== Extracted material

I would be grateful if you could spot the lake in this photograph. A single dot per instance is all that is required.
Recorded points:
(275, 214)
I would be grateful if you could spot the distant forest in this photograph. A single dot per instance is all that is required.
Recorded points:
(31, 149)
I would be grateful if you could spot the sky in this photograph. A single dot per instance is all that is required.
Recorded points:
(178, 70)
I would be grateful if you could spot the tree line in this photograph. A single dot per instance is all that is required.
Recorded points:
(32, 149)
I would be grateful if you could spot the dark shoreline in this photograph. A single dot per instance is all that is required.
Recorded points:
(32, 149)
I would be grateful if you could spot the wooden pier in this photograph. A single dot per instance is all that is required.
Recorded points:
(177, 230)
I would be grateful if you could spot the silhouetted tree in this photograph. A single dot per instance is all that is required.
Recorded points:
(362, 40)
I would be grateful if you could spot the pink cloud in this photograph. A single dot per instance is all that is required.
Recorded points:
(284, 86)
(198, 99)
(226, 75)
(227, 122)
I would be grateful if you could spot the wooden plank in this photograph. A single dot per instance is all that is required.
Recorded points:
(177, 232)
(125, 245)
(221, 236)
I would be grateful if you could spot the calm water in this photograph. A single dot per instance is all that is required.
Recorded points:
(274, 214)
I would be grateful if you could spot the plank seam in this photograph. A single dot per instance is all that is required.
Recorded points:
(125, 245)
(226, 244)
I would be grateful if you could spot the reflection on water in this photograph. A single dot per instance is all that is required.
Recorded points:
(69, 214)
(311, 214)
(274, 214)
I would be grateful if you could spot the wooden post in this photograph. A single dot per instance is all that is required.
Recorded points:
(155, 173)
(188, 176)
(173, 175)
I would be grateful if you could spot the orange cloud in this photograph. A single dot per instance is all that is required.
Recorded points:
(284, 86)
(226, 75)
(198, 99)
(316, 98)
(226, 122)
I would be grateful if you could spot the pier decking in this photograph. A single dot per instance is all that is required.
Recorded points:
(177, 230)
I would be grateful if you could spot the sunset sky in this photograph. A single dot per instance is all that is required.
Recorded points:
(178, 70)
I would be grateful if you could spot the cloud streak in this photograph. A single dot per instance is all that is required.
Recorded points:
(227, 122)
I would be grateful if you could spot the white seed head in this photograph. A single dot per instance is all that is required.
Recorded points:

====
== Extracted material

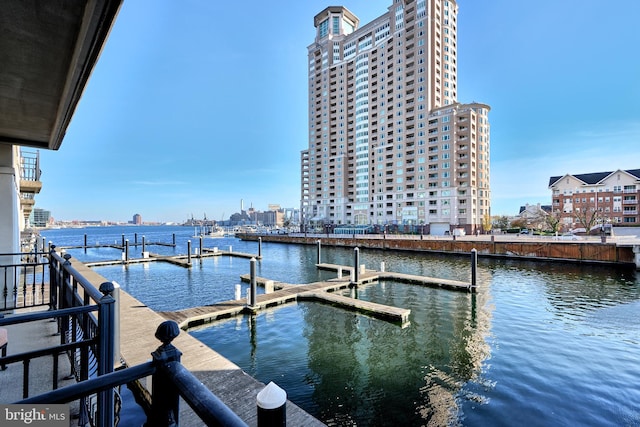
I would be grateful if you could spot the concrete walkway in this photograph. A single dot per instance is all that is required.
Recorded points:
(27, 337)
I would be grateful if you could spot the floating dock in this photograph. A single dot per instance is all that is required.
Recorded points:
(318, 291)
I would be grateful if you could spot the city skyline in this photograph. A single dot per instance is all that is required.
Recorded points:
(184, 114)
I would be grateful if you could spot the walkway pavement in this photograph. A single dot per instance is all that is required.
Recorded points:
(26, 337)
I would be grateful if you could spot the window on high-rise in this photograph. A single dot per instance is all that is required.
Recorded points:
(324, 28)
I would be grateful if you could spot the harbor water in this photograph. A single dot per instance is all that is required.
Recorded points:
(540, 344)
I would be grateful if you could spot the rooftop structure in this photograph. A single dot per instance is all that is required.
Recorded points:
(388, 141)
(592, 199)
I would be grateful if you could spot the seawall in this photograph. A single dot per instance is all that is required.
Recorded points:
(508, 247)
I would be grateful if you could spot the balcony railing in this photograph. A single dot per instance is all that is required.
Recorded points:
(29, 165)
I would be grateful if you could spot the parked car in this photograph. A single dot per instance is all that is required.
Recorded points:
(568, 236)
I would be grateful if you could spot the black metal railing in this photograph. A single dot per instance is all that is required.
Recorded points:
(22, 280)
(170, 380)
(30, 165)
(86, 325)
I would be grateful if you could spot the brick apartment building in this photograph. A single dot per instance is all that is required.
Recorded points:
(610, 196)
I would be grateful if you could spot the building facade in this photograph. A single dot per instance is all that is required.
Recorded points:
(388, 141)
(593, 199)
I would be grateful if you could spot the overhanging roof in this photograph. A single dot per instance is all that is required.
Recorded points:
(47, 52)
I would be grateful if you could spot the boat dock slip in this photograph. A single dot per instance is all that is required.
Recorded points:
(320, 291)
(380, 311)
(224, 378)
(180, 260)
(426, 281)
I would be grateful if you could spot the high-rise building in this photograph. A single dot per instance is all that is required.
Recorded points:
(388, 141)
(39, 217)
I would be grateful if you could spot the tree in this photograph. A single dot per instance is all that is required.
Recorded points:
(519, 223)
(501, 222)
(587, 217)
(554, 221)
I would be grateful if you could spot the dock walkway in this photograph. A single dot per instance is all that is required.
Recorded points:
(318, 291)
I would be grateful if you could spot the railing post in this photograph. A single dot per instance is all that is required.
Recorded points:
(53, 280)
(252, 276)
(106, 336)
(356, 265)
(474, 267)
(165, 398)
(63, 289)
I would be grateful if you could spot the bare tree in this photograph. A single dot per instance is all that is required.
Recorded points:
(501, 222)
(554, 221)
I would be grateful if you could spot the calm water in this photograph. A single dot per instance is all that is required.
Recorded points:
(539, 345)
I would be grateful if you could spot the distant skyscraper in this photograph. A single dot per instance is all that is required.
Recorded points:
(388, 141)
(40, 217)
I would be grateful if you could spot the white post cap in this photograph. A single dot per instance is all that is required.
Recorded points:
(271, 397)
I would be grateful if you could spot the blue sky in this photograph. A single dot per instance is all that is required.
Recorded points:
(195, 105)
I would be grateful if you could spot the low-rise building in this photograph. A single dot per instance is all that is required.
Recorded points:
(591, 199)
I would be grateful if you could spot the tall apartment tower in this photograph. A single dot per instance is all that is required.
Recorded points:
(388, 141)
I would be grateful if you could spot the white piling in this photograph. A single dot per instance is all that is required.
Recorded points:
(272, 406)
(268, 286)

====

• [Task brief] Select and copy each line from the data that includes the word "wooden".

• [Solution for this exercise]
I would be grateful if you could spot the wooden pier in this photograph. A single dot per instance is all that is required.
I would be grateful if you could spot the wooden plank in this photograph. A single dot per instance is all that is required.
I would be grateful if you could spot the wooden post in this photograph. A single dot per instance is all that is required.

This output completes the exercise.